(Region pointing data)
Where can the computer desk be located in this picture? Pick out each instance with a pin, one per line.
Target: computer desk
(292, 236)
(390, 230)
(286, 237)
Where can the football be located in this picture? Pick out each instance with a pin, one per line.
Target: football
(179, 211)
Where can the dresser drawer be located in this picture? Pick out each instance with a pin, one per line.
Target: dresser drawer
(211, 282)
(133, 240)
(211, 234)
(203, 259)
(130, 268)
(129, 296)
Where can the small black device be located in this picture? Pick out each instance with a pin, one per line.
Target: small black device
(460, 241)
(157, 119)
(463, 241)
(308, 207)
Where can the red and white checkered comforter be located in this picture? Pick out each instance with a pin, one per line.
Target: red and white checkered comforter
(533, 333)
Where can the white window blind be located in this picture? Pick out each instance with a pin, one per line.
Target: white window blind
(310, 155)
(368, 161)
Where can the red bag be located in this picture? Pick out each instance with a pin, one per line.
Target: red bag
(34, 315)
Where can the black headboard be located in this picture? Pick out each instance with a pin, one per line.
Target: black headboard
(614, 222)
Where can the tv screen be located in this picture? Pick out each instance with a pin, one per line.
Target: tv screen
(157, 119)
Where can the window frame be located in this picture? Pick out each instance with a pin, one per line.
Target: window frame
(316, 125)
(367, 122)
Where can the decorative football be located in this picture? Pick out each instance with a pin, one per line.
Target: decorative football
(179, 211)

● **What this task involves**
The task requires an exact transcription of all the data.

● **Exercise result**
Where can the computer desk be located in this picture? Pick out each instance with a pin, one per line.
Target: computer desk
(292, 236)
(390, 230)
(286, 237)
Where can the football be located in this picture? Pick out each instance with a pin, one per line.
Target: football
(179, 211)
Where can the dresser drawer be located in this picture? Pick out each instance with a pin, one per line.
Target: dresser drawer
(211, 282)
(133, 240)
(211, 234)
(203, 259)
(130, 268)
(129, 296)
Where can the small black device be located in this picture? Pick out each instance with a pin, one per line.
Target: small black device
(460, 241)
(157, 119)
(463, 241)
(308, 207)
Where can the red and white checkered comforter be located in this picture? Pick out each instance with a pin, one per line.
Target: red and white checkered comforter
(533, 333)
Where can the white window blind be located in this picture? Pick out each instance with a pin, one per line.
Target: white window blind
(310, 155)
(368, 161)
Where can the red bag be located in this picture? Pick out each instance with a pin, one per line.
Target: red bag
(34, 315)
Where can the black headboard be located in this picture? Pick out each instance with a pin, one per line.
Target: black headboard
(614, 222)
Where can the tv screen be located in this picture? Pick out each instance with a pin, one per line.
Target: tv screen
(157, 119)
Where can the window frame be located in this picture? Pick out each instance with a pin, one per line.
Target: window frame
(316, 125)
(367, 122)
Where can the decorative football be located in this picture? Pick out each instance with a pin, one per line.
Target: decorative football
(179, 211)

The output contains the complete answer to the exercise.